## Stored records
_ _ _ _

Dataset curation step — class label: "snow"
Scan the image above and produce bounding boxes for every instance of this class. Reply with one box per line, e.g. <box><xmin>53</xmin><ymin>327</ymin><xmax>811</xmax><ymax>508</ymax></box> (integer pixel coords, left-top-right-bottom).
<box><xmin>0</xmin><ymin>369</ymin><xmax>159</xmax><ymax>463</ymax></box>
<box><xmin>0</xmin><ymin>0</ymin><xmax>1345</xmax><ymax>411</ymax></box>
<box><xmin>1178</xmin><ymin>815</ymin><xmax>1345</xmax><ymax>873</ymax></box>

_ _ _ _

## Problem
Express every line of the items above as a JSON list of strings, with one string per line and blank lines omitted.

## Exercise response
[
  "Dataset curation step — class label: \"snow\"",
  "Scan the image above and produce bounding boxes for every instance of this class. Reply with one box per line, e.g. <box><xmin>53</xmin><ymin>327</ymin><xmax>811</xmax><ymax>508</ymax></box> (integer pixel coords, left-top-right-bottom).",
  "<box><xmin>0</xmin><ymin>369</ymin><xmax>159</xmax><ymax>463</ymax></box>",
  "<box><xmin>0</xmin><ymin>0</ymin><xmax>1345</xmax><ymax>411</ymax></box>",
  "<box><xmin>1178</xmin><ymin>815</ymin><xmax>1345</xmax><ymax>873</ymax></box>"
]